-------- SOURCE DATA --------

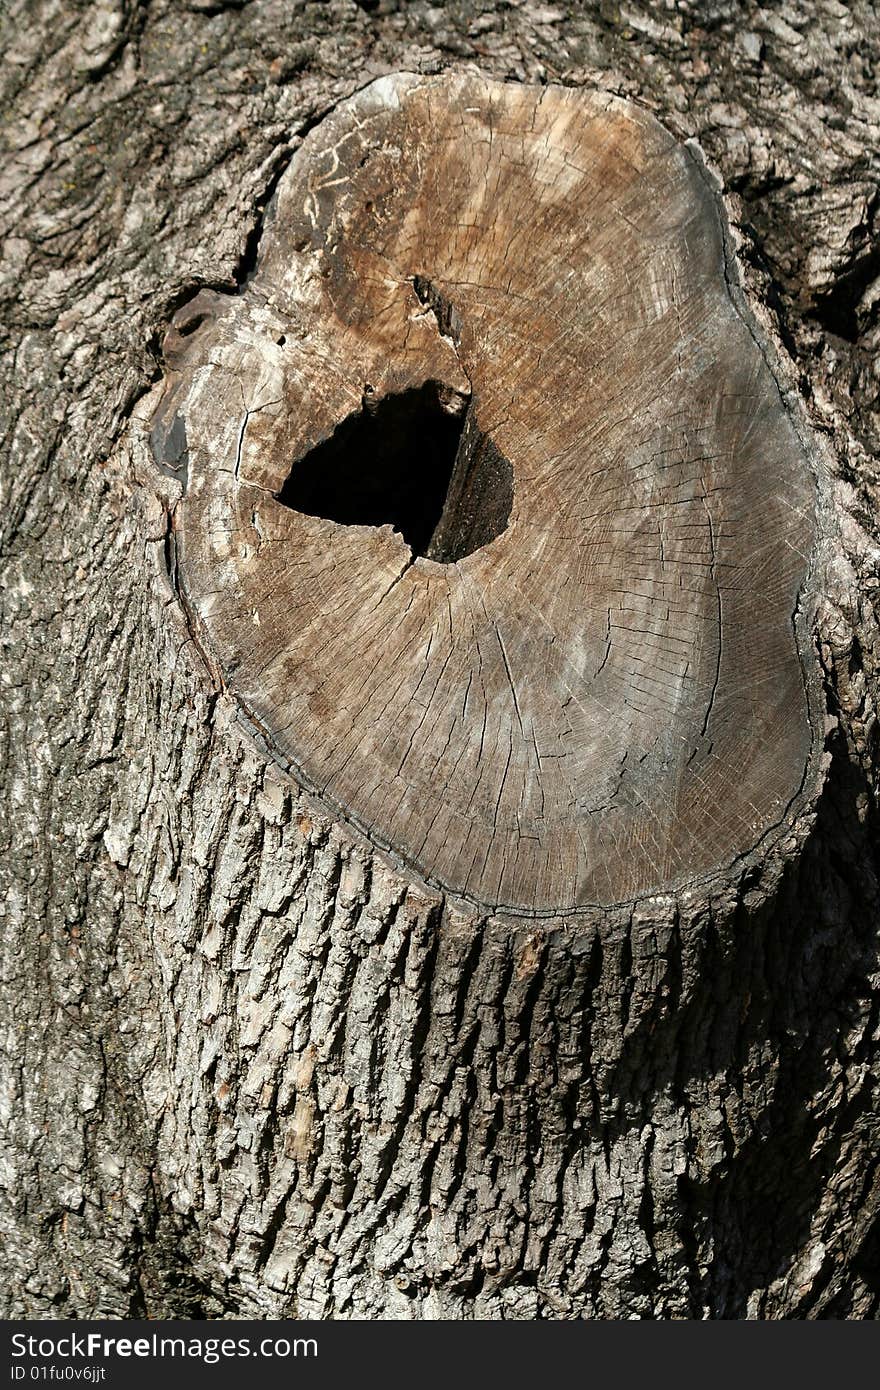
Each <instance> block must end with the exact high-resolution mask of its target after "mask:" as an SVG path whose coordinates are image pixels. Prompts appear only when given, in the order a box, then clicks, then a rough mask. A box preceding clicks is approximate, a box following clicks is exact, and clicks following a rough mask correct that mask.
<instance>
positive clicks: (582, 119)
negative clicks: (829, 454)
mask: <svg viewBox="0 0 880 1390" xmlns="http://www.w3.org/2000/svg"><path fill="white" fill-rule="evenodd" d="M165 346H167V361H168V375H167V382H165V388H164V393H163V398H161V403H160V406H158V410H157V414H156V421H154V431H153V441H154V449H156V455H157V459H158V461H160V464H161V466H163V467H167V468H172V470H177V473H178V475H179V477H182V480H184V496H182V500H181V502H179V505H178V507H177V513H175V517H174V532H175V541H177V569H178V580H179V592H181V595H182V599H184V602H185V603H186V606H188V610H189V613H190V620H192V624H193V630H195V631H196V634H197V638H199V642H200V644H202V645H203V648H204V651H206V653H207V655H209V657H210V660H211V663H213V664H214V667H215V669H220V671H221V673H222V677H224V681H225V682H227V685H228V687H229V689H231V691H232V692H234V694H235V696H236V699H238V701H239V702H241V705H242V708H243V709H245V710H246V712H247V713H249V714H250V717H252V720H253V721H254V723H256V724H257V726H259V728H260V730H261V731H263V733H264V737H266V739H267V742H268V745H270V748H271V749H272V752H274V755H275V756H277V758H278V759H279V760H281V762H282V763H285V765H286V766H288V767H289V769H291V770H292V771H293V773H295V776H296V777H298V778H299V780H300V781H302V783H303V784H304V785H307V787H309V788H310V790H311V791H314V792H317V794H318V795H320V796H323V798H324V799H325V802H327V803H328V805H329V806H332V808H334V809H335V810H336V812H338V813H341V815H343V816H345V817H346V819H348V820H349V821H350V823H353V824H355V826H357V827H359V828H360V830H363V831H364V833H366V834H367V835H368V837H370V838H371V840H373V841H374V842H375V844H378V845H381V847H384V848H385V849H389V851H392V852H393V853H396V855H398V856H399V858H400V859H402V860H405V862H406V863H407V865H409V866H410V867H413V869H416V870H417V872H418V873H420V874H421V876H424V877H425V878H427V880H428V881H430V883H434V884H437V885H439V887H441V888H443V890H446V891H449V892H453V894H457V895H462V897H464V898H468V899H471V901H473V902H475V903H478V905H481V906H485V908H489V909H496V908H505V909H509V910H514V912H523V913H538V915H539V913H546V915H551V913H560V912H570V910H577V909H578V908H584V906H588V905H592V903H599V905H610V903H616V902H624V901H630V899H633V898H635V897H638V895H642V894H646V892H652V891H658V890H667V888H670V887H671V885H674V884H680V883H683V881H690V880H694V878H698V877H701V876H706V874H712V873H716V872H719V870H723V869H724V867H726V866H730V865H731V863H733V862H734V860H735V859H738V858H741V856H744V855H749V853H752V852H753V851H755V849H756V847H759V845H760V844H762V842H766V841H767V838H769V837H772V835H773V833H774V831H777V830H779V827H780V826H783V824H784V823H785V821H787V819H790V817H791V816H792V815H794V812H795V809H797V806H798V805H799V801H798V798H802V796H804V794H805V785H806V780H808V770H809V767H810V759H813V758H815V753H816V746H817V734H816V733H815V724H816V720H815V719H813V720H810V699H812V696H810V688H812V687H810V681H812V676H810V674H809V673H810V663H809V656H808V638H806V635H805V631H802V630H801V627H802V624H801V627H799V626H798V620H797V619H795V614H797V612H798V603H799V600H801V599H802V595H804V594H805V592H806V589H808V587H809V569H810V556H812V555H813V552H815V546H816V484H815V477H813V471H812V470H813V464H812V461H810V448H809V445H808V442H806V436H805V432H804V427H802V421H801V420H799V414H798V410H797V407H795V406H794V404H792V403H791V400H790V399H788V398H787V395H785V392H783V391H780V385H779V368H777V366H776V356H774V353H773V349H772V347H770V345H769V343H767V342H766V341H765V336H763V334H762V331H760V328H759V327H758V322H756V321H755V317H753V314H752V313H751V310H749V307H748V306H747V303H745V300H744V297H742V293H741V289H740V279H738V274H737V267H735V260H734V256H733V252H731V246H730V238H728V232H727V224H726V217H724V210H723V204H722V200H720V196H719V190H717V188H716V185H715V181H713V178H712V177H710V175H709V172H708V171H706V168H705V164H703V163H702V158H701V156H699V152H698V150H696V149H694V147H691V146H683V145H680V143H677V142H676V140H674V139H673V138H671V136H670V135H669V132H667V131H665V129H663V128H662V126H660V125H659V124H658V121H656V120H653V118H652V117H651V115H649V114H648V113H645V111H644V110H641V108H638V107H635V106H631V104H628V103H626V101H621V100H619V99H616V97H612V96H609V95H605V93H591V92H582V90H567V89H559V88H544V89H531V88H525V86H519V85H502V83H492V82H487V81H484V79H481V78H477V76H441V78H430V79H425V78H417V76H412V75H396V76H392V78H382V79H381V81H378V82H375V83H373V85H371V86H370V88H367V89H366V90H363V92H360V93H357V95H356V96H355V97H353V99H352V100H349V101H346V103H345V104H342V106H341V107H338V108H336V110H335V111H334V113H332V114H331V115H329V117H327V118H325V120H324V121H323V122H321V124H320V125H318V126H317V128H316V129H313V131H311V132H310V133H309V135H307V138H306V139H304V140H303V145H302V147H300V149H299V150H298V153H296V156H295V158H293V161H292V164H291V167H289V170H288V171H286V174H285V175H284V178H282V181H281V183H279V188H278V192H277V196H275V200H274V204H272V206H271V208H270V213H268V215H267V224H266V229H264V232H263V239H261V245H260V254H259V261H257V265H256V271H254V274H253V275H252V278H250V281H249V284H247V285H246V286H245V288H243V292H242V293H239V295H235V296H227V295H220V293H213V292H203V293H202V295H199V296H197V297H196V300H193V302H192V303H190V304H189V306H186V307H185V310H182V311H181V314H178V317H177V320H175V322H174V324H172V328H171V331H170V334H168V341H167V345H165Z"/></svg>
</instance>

--------

EXERCISE PROMPT: The records above should be output exactly, but without any of their pictures.

FINISHED EXERCISE:
Each <instance> block must end with the exact high-resolution mask of its target after "mask:" as an SVG path whose coordinates are image pixels. Prompts appear only when given, in the order a box, then clicks, then a rough mask. A box preceding clicks is approximate, a box following clicks is exact, and clicks following a rough mask correct that mask.
<instance>
positive clicks: (582, 119)
negative clicks: (829, 454)
mask: <svg viewBox="0 0 880 1390" xmlns="http://www.w3.org/2000/svg"><path fill="white" fill-rule="evenodd" d="M165 346H167V361H168V375H167V382H165V388H164V393H163V398H161V403H160V406H158V410H157V414H156V421H154V431H153V441H154V449H156V455H157V459H158V461H160V464H161V466H163V467H167V468H172V470H177V473H178V475H179V477H182V480H184V496H182V500H181V502H179V505H178V507H177V513H175V517H174V532H175V541H177V569H178V580H179V592H181V595H182V599H184V602H185V603H186V606H188V610H189V613H190V620H192V624H193V630H195V631H196V634H197V638H199V642H200V644H202V645H203V648H204V651H206V653H207V655H209V657H210V660H211V663H213V664H214V667H215V669H220V671H221V673H222V677H224V681H225V682H227V685H228V687H229V689H231V691H232V692H234V694H235V696H236V699H238V701H239V702H241V705H242V708H243V709H245V710H246V712H247V713H249V714H250V717H252V720H253V721H254V723H256V724H257V726H259V728H260V730H261V731H263V733H264V737H266V739H267V742H268V745H270V748H271V749H272V752H274V755H275V756H277V758H278V759H279V760H281V762H282V763H285V765H286V766H288V767H289V769H291V770H292V771H293V773H295V776H296V777H298V778H299V780H300V781H302V783H303V784H304V785H307V787H309V788H310V790H311V791H314V792H317V794H318V795H320V796H323V798H324V799H325V802H327V803H328V805H329V806H332V808H334V809H335V810H336V812H338V813H341V815H343V816H345V817H346V819H348V820H349V821H350V823H353V824H355V826H357V827H359V828H360V830H363V831H364V833H366V834H367V835H368V837H370V838H371V840H373V841H374V842H375V844H378V845H381V847H384V848H385V849H389V851H392V852H393V853H396V855H398V856H399V858H400V859H402V860H405V862H406V863H407V865H409V866H410V867H413V869H416V870H417V872H418V873H420V874H421V876H424V877H425V878H427V880H428V881H430V883H434V884H437V885H439V887H441V888H443V890H446V891H449V892H453V894H457V895H462V897H464V898H468V899H471V901H473V902H475V903H478V905H481V906H485V908H489V909H496V908H505V909H509V910H514V912H523V913H538V915H539V913H546V915H551V913H560V912H570V910H577V909H578V908H584V906H588V905H592V903H599V905H610V903H616V902H624V901H630V899H633V898H635V897H638V895H642V894H646V892H652V891H658V890H667V888H670V887H671V885H674V884H680V883H683V881H690V880H694V878H698V877H701V876H706V874H712V873H716V872H719V870H723V869H724V867H726V866H730V865H731V863H733V862H734V860H735V859H738V858H741V856H744V855H749V853H752V852H753V851H755V849H756V847H759V845H760V844H762V842H766V841H767V838H769V837H772V835H773V833H774V831H777V830H779V827H780V826H783V824H784V823H785V821H787V819H790V817H791V816H792V815H794V812H795V809H797V806H798V805H799V801H798V798H802V796H804V794H805V785H806V780H808V770H809V767H810V759H813V758H815V753H816V746H817V734H816V733H815V724H816V720H815V719H813V720H810V699H812V696H810V688H812V687H810V681H812V676H810V674H809V673H810V663H809V656H808V638H806V635H805V631H802V630H801V627H802V624H801V627H799V626H798V620H797V619H795V614H797V612H798V603H799V600H801V599H802V595H804V594H805V592H806V589H808V587H809V569H810V556H812V555H813V552H815V546H816V484H815V477H813V471H812V470H813V464H812V461H810V448H809V445H808V442H806V436H805V432H804V427H802V421H801V420H799V414H798V410H797V407H795V406H794V404H792V403H791V400H790V399H788V398H787V395H785V392H783V391H780V385H779V368H777V366H776V356H774V353H773V349H772V347H770V345H769V343H767V342H766V341H765V336H763V334H762V331H760V328H759V327H758V322H756V321H755V317H753V314H752V313H751V310H749V307H748V306H747V303H745V300H744V297H742V293H741V289H740V279H738V274H737V267H735V260H734V256H733V252H731V246H730V238H728V232H727V224H726V217H724V210H723V204H722V200H720V196H719V190H717V188H716V185H715V181H713V178H712V177H710V175H709V172H708V171H706V168H705V164H703V163H702V158H701V156H699V152H698V150H696V149H694V147H691V146H683V145H680V143H677V142H676V140H674V139H673V138H671V136H670V135H669V132H667V131H665V129H663V128H662V126H660V125H659V124H658V121H656V120H653V118H652V117H651V115H649V114H648V113H645V111H644V110H641V108H638V107H635V106H631V104H628V103H626V101H621V100H619V99H616V97H612V96H609V95H605V93H591V92H582V90H567V89H559V88H544V89H531V88H525V86H519V85H502V83H492V82H487V81H484V79H481V78H477V76H441V78H430V79H425V78H417V76H412V75H396V76H392V78H382V79H381V81H378V82H375V83H373V85H371V86H370V88H367V89H366V90H363V92H360V93H357V95H356V96H355V97H353V99H352V100H349V101H346V103H345V104H342V106H341V107H338V108H336V110H335V111H334V113H332V114H331V115H329V117H327V118H325V120H324V121H323V122H321V124H320V125H318V126H317V128H316V129H313V131H311V132H310V133H309V135H307V138H306V139H304V140H303V145H302V147H300V149H299V150H298V153H296V156H295V158H293V161H292V164H291V167H289V170H288V171H286V174H285V175H284V178H282V181H281V183H279V188H278V192H277V196H275V200H274V204H272V206H271V208H270V213H268V215H267V224H266V229H264V232H263V239H261V245H260V254H259V261H257V265H256V271H254V274H253V275H252V278H250V281H249V284H247V285H246V286H245V288H243V292H242V293H239V295H235V296H227V295H220V293H213V292H203V293H202V295H199V296H197V297H196V300H193V302H192V303H190V304H189V306H186V307H185V310H182V311H181V314H178V317H177V320H175V322H174V324H172V328H171V331H170V334H168V341H167V345H165Z"/></svg>
</instance>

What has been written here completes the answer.